Point placement listing:
☆ ☆ ☆ ☆ ☆ ☆ ☆

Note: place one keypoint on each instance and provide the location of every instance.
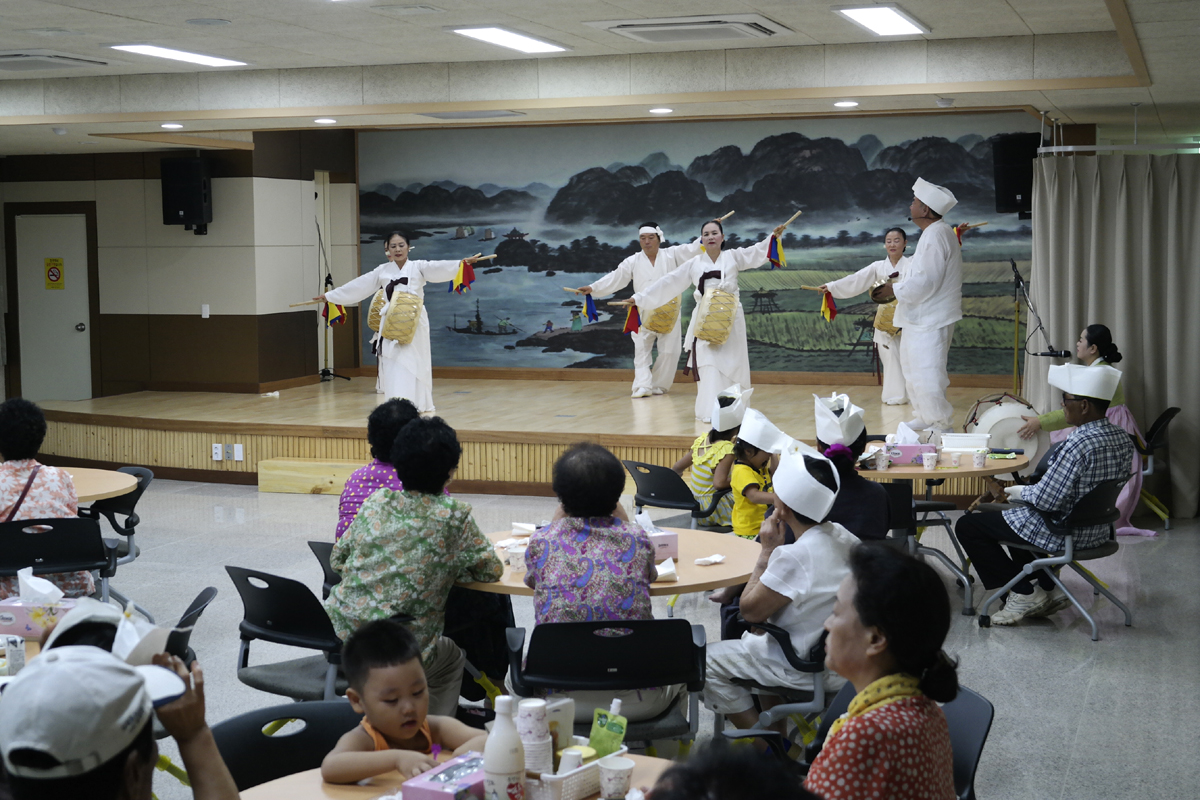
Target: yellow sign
(54, 274)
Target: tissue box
(459, 779)
(909, 453)
(30, 619)
(666, 546)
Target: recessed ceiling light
(888, 19)
(509, 38)
(178, 55)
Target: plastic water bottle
(504, 756)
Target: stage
(511, 431)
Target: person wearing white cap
(930, 302)
(643, 268)
(77, 723)
(862, 506)
(711, 458)
(1095, 452)
(792, 585)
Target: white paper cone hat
(730, 416)
(796, 487)
(939, 198)
(1099, 380)
(839, 421)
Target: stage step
(305, 475)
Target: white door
(52, 290)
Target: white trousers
(923, 356)
(661, 374)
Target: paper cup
(616, 776)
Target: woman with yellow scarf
(886, 636)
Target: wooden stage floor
(511, 429)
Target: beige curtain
(1116, 240)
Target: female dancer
(405, 370)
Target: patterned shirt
(361, 485)
(401, 555)
(1095, 452)
(587, 569)
(51, 495)
(900, 751)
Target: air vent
(28, 60)
(681, 30)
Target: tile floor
(1074, 719)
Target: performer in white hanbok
(887, 334)
(717, 365)
(643, 269)
(405, 370)
(930, 304)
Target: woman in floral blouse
(407, 548)
(51, 492)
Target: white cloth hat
(730, 416)
(757, 431)
(939, 198)
(796, 487)
(834, 428)
(79, 705)
(1098, 380)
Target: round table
(100, 483)
(309, 786)
(741, 555)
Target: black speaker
(1012, 162)
(186, 193)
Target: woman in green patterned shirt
(406, 549)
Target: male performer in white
(930, 302)
(645, 268)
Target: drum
(1001, 416)
(661, 319)
(714, 316)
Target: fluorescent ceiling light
(178, 55)
(882, 20)
(508, 38)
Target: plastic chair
(324, 551)
(124, 505)
(1097, 507)
(1156, 438)
(179, 638)
(256, 757)
(57, 545)
(286, 612)
(661, 487)
(613, 655)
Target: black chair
(286, 612)
(323, 551)
(616, 655)
(256, 757)
(1156, 438)
(661, 487)
(1097, 507)
(124, 505)
(57, 545)
(180, 637)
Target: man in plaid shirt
(1096, 451)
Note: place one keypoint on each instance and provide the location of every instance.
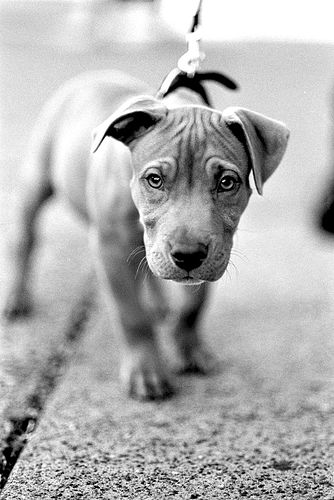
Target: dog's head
(191, 168)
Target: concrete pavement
(262, 428)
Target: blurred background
(271, 315)
(280, 53)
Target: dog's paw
(144, 377)
(18, 306)
(198, 360)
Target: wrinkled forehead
(192, 134)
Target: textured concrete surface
(262, 428)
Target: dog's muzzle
(189, 258)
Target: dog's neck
(181, 97)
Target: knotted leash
(186, 73)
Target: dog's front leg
(192, 353)
(142, 370)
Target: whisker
(141, 266)
(238, 253)
(135, 252)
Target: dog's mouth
(189, 280)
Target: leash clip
(190, 62)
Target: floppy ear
(130, 121)
(266, 140)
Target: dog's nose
(189, 260)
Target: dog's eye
(155, 181)
(228, 183)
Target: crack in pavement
(24, 419)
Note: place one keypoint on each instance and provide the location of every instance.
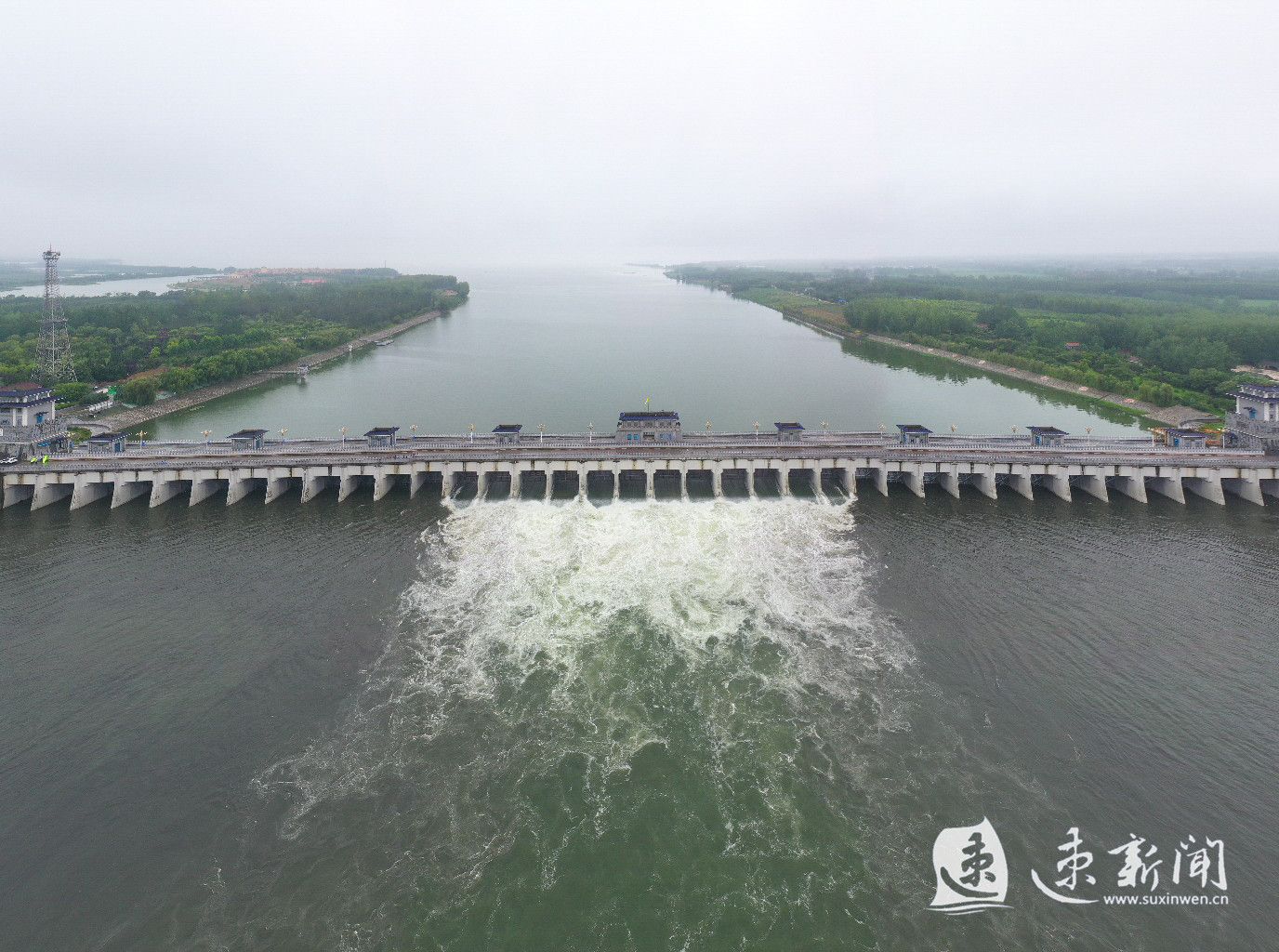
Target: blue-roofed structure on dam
(1255, 418)
(649, 449)
(28, 420)
(649, 427)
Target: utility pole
(54, 356)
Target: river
(125, 285)
(639, 726)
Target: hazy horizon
(445, 136)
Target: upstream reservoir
(641, 726)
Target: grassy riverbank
(183, 340)
(1156, 342)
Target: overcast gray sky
(438, 135)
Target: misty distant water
(572, 347)
(637, 726)
(125, 285)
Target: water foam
(527, 580)
(561, 676)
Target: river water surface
(642, 726)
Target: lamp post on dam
(649, 449)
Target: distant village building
(1047, 437)
(649, 427)
(244, 441)
(507, 432)
(381, 437)
(914, 434)
(1255, 417)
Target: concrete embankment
(135, 417)
(1173, 416)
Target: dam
(649, 451)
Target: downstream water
(646, 726)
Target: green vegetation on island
(1166, 336)
(18, 274)
(183, 339)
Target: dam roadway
(713, 465)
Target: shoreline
(1170, 416)
(136, 416)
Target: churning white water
(568, 682)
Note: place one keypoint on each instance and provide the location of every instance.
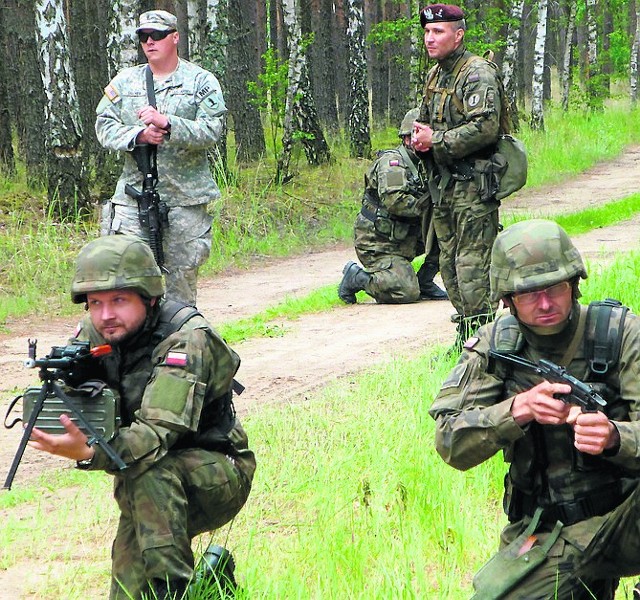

☆ ☆ ☆ ☆ ☆ ☆ ☆

Identify every line in the listing above that contains the string "yellow", and copy each such line in full. Case counts.

Target: yellow sign
Target: woman with yellow scarf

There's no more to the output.